Aim of the task
Put every line of the records below into a numbered list, omitting any blank lines.

— begin Records shown —

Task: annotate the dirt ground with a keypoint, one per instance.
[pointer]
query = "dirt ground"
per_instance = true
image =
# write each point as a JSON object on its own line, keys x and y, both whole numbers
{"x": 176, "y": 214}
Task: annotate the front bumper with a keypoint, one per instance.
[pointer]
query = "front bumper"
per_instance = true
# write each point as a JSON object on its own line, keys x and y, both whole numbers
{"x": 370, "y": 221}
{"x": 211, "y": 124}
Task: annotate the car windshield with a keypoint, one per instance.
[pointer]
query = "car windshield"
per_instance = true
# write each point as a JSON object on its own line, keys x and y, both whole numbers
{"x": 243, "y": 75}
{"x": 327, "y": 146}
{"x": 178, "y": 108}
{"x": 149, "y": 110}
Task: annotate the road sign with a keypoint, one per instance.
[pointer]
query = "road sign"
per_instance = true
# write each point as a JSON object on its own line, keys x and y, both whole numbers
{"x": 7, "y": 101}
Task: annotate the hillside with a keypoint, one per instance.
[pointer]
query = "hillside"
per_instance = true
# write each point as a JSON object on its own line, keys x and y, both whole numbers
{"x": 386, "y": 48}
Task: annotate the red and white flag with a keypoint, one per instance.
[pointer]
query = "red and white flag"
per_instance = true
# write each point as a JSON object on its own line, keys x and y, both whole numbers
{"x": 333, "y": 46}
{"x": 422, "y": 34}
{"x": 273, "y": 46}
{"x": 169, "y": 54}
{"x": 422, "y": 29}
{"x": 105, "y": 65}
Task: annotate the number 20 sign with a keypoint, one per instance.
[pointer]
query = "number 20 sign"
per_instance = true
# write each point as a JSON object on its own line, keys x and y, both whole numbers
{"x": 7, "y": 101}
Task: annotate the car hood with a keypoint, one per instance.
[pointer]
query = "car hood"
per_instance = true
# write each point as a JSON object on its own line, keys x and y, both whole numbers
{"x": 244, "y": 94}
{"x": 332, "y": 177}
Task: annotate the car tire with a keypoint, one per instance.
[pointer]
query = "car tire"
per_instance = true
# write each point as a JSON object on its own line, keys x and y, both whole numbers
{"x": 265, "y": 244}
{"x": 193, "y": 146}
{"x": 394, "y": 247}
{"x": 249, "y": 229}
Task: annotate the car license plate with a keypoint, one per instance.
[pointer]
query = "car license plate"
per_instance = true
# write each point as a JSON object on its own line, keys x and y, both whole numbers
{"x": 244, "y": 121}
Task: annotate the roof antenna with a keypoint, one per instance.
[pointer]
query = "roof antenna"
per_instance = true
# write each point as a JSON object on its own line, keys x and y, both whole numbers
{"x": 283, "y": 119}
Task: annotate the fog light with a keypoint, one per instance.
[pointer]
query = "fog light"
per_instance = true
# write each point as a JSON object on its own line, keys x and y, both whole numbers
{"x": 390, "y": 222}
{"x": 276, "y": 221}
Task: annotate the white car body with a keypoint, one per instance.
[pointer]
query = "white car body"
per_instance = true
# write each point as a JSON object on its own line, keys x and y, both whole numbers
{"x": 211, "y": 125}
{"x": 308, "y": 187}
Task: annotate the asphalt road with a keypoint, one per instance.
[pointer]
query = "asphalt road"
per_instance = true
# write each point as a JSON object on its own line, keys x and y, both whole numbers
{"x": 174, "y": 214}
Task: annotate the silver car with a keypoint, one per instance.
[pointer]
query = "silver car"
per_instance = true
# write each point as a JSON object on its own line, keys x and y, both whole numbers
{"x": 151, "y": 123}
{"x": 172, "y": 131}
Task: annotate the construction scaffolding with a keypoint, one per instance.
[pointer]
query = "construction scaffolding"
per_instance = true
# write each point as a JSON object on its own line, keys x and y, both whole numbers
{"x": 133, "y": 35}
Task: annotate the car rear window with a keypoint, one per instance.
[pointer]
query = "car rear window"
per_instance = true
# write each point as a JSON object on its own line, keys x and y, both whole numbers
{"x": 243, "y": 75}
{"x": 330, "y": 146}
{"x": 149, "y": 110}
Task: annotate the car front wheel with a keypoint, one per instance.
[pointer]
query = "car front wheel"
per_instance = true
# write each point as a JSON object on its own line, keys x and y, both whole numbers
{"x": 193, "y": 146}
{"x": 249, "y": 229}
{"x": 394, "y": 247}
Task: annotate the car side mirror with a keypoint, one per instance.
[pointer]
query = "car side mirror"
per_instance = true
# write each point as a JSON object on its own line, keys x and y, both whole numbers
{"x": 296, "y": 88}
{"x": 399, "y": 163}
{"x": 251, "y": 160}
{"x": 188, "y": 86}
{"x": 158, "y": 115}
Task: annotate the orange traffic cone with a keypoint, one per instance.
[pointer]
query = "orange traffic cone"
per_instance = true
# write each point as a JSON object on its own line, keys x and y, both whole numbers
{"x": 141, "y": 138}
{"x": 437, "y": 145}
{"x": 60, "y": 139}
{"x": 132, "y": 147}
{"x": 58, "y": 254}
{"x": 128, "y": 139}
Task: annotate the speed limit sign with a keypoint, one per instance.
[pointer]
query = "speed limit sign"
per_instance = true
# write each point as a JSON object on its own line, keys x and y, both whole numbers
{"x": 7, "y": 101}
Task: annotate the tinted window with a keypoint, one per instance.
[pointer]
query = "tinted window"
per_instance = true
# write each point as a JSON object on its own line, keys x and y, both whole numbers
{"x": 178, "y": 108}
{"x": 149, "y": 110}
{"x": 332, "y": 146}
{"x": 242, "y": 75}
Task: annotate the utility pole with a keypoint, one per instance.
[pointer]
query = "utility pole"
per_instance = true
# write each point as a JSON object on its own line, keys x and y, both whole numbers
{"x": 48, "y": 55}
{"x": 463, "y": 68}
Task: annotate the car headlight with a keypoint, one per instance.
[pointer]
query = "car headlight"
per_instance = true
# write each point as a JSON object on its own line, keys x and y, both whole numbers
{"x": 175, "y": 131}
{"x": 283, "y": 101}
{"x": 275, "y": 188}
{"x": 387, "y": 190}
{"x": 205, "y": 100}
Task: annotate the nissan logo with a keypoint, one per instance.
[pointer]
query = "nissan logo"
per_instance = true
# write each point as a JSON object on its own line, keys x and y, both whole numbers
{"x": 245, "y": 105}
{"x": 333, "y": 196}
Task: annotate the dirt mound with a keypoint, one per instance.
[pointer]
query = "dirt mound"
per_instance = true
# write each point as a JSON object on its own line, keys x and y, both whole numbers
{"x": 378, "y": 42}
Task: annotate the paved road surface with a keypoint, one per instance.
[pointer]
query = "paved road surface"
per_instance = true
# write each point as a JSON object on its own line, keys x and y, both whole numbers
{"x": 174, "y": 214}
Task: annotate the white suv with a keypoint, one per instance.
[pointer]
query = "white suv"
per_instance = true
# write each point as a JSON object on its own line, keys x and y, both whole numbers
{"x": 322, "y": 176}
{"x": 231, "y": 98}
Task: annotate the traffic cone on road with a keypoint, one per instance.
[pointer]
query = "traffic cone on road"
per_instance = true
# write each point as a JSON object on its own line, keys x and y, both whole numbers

— end Records shown —

Result below
1. Task: annotate the dirt ground with a keypoint, one per instance.
2. [pointer]
3. query = "dirt ground"
4. per_instance = true
5. image =
6. # write each point as a JSON object on its own line, keys x and y, both whole numbers
7. {"x": 176, "y": 214}
8. Task: annotate the front bumper with a keypoint, one per instance.
9. [pointer]
10. query = "front bumper"
11. per_instance = true
12. # write each point as a JSON object on its own line, keys x and y, both whole numbers
13. {"x": 370, "y": 221}
14. {"x": 211, "y": 124}
15. Task: annotate the car windshield with a keypoint, one per instance.
16. [pointer]
17. query = "car windshield"
18. per_instance = true
19. # write each point as a JSON object on its own line, keys x and y, both whole numbers
20. {"x": 243, "y": 75}
21. {"x": 327, "y": 146}
22. {"x": 178, "y": 108}
23. {"x": 149, "y": 110}
24. Task: annotate the road sign with a keypoint, one per instance.
25. [pointer]
26. query = "road sign"
27. per_instance = true
28. # write each point as a JSON object on its own line, keys x and y, both whole numbers
29. {"x": 7, "y": 101}
30. Task: annotate the hillside with a keypoint, one per instance.
31. [pointer]
32. query = "hillside"
33. per_instance = true
34. # write each point as a JSON object on its own line, keys x and y, both whole numbers
35. {"x": 386, "y": 48}
36. Task: annotate the red and white flag with a keypoint, one per instance.
37. [pointer]
38. query = "red and white flag"
39. per_instance = true
40. # write each point as a JSON object on its own line, keys x and y, both whole numbers
41. {"x": 333, "y": 46}
42. {"x": 422, "y": 34}
43. {"x": 273, "y": 46}
44. {"x": 169, "y": 54}
45. {"x": 422, "y": 29}
46. {"x": 105, "y": 65}
47. Task: annotate the number 20 sign with a keypoint, one per instance.
48. [pointer]
49. query = "number 20 sign"
50. per_instance = true
51. # write each point as a JSON object on its own line, keys x and y, both whole numbers
52. {"x": 7, "y": 101}
53. Task: annotate the car hood with a keypoint, one per instance.
54. [pointer]
55. query = "car hood"
56. per_instance = true
57. # write each point as a JSON object on its own line, keys x and y, both whole numbers
58. {"x": 244, "y": 94}
59. {"x": 332, "y": 177}
60. Task: annotate the car tire with a keypoint, one per instance.
61. [pointer]
62. query = "car tire"
63. per_instance = true
64. # write each point as a JSON object on its own line, keys x and y, both whole numbers
65. {"x": 265, "y": 244}
66. {"x": 193, "y": 146}
67. {"x": 394, "y": 247}
68. {"x": 249, "y": 229}
69. Task: annotate the car license plate with a keypoint, one per instance.
70. [pointer]
71. query = "car license plate"
72. per_instance = true
73. # write each point as a JSON object on its own line, keys x and y, both whole numbers
74. {"x": 244, "y": 121}
75. Task: annotate the roof antenna with a keypoint, one per instance.
76. [pointer]
77. query = "roof antenna"
78. per_instance = true
79. # write each point as a JSON object on its own line, keys x and y, both whole numbers
80. {"x": 283, "y": 119}
81. Task: annotate the fog light with a keypoint, one per instance.
82. [pointer]
83. query = "fog light"
84. per_instance = true
85. # write each point as a JSON object on its own line, keys x and y, both whole numbers
86. {"x": 390, "y": 222}
87. {"x": 276, "y": 221}
88. Task: annotate the white car body with a keypoint, one per instance.
89. [pointer]
90. query = "white car body"
91. per_instance = true
92. # write each point as a JSON object on its own line, keys x and y, both whole numbers
93. {"x": 211, "y": 125}
94. {"x": 308, "y": 187}
95. Task: annotate the asphalt road with a keypoint, one per instance.
96. [pointer]
97. query = "asphalt road"
98. per_instance = true
99. # write each point as a JSON object on its own line, keys x and y, both whole numbers
100. {"x": 174, "y": 214}
101. Task: annotate the silver car with a keypoint, one per instance.
102. [pointer]
103. query = "silver car"
104. per_instance = true
105. # write each point as a JSON object on its own line, keys x and y, both whole numbers
106. {"x": 151, "y": 123}
107. {"x": 172, "y": 131}
108. Task: annotate the construction scaffolding with a keypoint, one per instance.
109. [pointer]
110. query = "construction scaffolding"
111. per_instance = true
112. # write each point as a JSON object on its own line, keys x and y, both whole numbers
113. {"x": 133, "y": 35}
114. Task: annotate the car rear window with a keypoint, one per instance.
115. [pointer]
116. query = "car rear window"
117. per_instance = true
118. # write each point as a JSON object on its own line, keys x and y, both whole numbers
119. {"x": 243, "y": 75}
120. {"x": 330, "y": 146}
121. {"x": 149, "y": 110}
122. Task: annotate the car front wheel with a keypoint, one per instance.
123. [pointer]
124. query = "car front wheel"
125. per_instance = true
126. # write each point as a JSON object on its own line, keys x and y, both whole numbers
127. {"x": 193, "y": 146}
128. {"x": 249, "y": 229}
129. {"x": 394, "y": 247}
130. Task: annotate the car side mirror with a keypoint, one per instance.
131. [pointer]
132. query = "car side mirror"
133. per_instance = true
134. # write each point as a JSON object on its own line, keys x and y, both whole numbers
135. {"x": 296, "y": 88}
136. {"x": 399, "y": 163}
137. {"x": 251, "y": 160}
138. {"x": 188, "y": 86}
139. {"x": 158, "y": 115}
140. Task: annotate the orange traffic cone with a keypoint, one per instance.
141. [pointer]
142. query = "orange traffic cone"
143. per_instance = true
144. # write each point as a JSON object on its own line, keys x and y, both whole numbers
145. {"x": 141, "y": 138}
146. {"x": 437, "y": 145}
147. {"x": 60, "y": 139}
148. {"x": 132, "y": 147}
149. {"x": 58, "y": 254}
150. {"x": 128, "y": 139}
151. Task: annotate the speed limit sign with a keypoint, one per instance.
152. [pointer]
153. query = "speed limit sign"
154. per_instance = true
155. # write each point as a JSON object on its own line, keys x and y, both whole numbers
156. {"x": 7, "y": 101}
157. Task: annotate the tinted window with a keypoint, one per instance.
158. [pointer]
159. query = "tinted window"
160. per_instance = true
161. # write each point as a JSON object on its own line, keys x and y, both whole numbers
162. {"x": 178, "y": 108}
163. {"x": 149, "y": 110}
164. {"x": 332, "y": 146}
165. {"x": 242, "y": 75}
166. Task: annotate the utility pole with a keypoint, one per instance.
167. [pointer]
168. query = "utility pole"
169. per_instance = true
170. # write each point as a JSON object on its own line, keys x and y, both whole numbers
171. {"x": 48, "y": 55}
172. {"x": 463, "y": 68}
173. Task: annotate the car headlight with a keypoint, one per instance.
174. [pointer]
175. query = "car headlight"
176. per_instance = true
177. # write each point as a JSON object on its own line, keys x and y, both whole numbers
178. {"x": 175, "y": 131}
179. {"x": 283, "y": 101}
180. {"x": 275, "y": 188}
181. {"x": 387, "y": 190}
182. {"x": 205, "y": 100}
183. Task: annotate the nissan logo with a keypoint, one per instance.
184. [pointer]
185. query = "nissan logo"
186. per_instance = true
187. # write each point as a JSON object on its own line, keys x and y, both whole numbers
188. {"x": 245, "y": 105}
189. {"x": 333, "y": 196}
190. Task: annotate the dirt mound with a keypoint, one per instance.
191. [pointer]
192. query = "dirt mound"
193. per_instance = true
194. # write each point as a JSON object on its own line, keys x and y, both whole numbers
195. {"x": 378, "y": 42}
196. Task: annotate the paved road surface with a keypoint, one per instance.
197. [pointer]
198. query = "paved road surface"
199. per_instance = true
200. # write each point as a JSON object on its own line, keys x and y, both whole numbers
201. {"x": 174, "y": 214}
202. Task: annotate the white suv with a keypoint, one per instance.
203. [pointer]
204. query = "white suv"
205. per_instance = true
206. # write each point as a JSON object on its own line, keys x and y, both whole numbers
207. {"x": 322, "y": 176}
208. {"x": 231, "y": 98}
209. Task: annotate the traffic cone on road with a keypoint, one per instance.
210. [pointer]
211. query = "traffic cone on road"
212. per_instance = true
213. # write each point as a JSON object on its own line, keys x and y, both whole numbers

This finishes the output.